**PROBLEM TO WORK ON**
All lines from the one containing "finding the asphalt" through the last line below must be duplicated exactly, with nothing outside that span.

**DATASET**
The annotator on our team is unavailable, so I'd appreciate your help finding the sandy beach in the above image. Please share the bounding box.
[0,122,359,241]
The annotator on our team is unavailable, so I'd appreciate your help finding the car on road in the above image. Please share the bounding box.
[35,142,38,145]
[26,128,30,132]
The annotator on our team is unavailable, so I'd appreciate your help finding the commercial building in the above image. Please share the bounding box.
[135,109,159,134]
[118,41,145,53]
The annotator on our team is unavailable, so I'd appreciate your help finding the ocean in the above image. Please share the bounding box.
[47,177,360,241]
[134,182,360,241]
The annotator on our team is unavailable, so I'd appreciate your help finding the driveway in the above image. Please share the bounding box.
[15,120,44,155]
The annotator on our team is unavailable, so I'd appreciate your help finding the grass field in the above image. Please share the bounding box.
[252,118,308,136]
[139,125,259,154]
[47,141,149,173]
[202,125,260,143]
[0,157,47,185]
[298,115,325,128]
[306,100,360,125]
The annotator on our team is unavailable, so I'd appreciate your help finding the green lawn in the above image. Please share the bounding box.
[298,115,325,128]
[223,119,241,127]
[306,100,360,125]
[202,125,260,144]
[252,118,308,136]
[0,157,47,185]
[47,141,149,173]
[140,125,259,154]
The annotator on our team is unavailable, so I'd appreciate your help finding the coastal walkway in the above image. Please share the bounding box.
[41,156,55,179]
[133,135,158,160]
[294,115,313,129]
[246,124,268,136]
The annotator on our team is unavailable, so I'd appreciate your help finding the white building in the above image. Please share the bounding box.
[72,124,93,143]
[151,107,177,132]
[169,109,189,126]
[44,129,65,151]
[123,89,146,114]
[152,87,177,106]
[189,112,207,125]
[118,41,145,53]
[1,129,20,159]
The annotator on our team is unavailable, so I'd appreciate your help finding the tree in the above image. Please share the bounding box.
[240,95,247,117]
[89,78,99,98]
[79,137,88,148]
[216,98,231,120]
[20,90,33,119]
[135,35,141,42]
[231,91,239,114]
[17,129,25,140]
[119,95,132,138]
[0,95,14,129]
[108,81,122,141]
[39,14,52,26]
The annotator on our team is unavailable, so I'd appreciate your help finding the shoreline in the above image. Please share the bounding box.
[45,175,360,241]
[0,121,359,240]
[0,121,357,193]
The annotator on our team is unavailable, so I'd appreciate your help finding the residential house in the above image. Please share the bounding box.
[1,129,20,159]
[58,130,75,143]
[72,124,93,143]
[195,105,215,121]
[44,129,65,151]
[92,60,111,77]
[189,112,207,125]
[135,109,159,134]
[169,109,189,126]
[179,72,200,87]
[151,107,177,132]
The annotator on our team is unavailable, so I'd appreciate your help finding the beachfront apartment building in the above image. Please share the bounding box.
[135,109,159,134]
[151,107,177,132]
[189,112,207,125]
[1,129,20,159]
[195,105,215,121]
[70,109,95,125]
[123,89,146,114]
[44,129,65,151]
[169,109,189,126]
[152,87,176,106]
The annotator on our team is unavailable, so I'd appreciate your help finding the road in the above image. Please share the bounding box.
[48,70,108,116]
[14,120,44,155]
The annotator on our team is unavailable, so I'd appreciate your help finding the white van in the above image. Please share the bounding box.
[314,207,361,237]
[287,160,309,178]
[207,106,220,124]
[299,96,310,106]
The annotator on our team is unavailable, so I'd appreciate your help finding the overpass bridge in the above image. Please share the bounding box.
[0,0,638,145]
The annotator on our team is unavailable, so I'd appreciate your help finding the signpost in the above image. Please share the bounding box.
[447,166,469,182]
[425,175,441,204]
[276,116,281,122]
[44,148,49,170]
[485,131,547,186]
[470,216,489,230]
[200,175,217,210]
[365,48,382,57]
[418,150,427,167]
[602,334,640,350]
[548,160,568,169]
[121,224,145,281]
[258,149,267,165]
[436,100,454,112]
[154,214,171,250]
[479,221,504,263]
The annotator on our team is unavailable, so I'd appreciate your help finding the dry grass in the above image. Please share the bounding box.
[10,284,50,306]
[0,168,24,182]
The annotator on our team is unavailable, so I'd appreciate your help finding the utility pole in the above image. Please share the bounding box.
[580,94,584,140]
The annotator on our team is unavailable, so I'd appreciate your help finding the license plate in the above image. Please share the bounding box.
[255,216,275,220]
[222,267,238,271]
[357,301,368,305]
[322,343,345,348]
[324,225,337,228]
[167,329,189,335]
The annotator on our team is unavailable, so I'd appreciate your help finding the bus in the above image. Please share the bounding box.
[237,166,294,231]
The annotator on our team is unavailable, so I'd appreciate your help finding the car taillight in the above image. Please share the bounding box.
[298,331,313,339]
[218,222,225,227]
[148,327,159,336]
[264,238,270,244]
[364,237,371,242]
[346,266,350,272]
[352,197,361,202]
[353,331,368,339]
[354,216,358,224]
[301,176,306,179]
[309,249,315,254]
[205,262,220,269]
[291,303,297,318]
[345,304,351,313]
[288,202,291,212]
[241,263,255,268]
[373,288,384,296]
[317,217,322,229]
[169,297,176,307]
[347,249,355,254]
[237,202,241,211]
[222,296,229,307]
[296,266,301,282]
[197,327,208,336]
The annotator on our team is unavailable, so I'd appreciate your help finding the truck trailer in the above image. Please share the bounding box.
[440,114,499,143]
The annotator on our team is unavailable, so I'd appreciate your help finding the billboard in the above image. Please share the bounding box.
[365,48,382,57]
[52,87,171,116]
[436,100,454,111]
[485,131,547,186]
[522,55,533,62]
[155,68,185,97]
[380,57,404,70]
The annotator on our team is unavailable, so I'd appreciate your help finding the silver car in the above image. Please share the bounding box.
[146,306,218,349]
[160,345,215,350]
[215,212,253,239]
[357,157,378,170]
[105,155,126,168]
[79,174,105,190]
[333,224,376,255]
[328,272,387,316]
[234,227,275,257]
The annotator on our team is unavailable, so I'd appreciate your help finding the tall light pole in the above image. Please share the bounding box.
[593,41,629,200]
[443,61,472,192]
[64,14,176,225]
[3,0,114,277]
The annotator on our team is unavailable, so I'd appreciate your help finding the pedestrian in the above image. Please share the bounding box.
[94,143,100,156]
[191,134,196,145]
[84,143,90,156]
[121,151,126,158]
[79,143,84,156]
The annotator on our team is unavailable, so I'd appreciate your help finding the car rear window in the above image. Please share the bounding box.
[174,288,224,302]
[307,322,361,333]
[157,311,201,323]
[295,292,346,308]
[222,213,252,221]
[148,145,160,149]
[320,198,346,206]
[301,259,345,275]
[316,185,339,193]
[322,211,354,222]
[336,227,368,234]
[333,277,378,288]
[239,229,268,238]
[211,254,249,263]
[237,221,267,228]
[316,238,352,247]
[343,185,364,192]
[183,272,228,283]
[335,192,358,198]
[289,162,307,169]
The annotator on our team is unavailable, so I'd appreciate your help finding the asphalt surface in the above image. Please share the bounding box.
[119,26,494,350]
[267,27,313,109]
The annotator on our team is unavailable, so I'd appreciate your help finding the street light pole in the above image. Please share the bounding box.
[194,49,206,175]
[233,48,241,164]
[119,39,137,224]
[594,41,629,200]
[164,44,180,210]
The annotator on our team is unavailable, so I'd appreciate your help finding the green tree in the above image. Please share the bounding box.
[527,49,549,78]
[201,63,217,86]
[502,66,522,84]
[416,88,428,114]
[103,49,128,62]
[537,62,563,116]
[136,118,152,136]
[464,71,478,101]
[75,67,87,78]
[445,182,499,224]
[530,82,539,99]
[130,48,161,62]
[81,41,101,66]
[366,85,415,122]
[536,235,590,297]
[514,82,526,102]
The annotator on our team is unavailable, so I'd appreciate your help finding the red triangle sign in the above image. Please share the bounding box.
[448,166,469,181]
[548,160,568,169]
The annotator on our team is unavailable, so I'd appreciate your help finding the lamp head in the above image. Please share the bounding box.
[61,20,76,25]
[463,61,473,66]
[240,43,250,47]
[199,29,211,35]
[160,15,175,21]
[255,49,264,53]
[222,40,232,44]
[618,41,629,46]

**RESULT FOR THIS EXERCISE**
The annotator on our team is unavailable, so I'd appreciate your help finding the asphalt surface in the above image. Please share the bounding box.
[119,26,494,350]
[267,27,313,109]
The annotator on our team is unavailable, so I'd appreciate your help finding the street light pole in the above image. Please share the bounding box.
[194,49,206,175]
[233,48,241,164]
[119,39,137,224]
[594,41,629,200]
[164,44,180,210]
The annotator on our team is unavailable, so I'd appreciate your help finding the green tree in the above image. Please share the bounding box.
[527,49,549,78]
[201,63,217,86]
[502,66,522,84]
[416,88,428,114]
[103,49,128,62]
[537,62,563,116]
[136,118,152,136]
[464,71,478,101]
[75,67,87,78]
[445,182,499,224]
[530,82,539,99]
[130,48,161,62]
[81,41,101,66]
[366,85,415,122]
[536,235,590,297]
[514,82,526,102]
The annotator on our team is unavailable, so I'd appreciate your help finding the red triangle sign in the above image. Please share the bounding box.
[448,166,469,181]
[548,160,568,169]
The annotator on our team is unavailable, so I'd appreciate your help finding the lamp head in the above image. Please share the bounding box.
[61,20,76,25]
[463,61,473,66]
[240,43,250,47]
[199,29,211,35]
[160,15,175,21]
[255,49,264,53]
[222,40,232,44]
[618,41,629,46]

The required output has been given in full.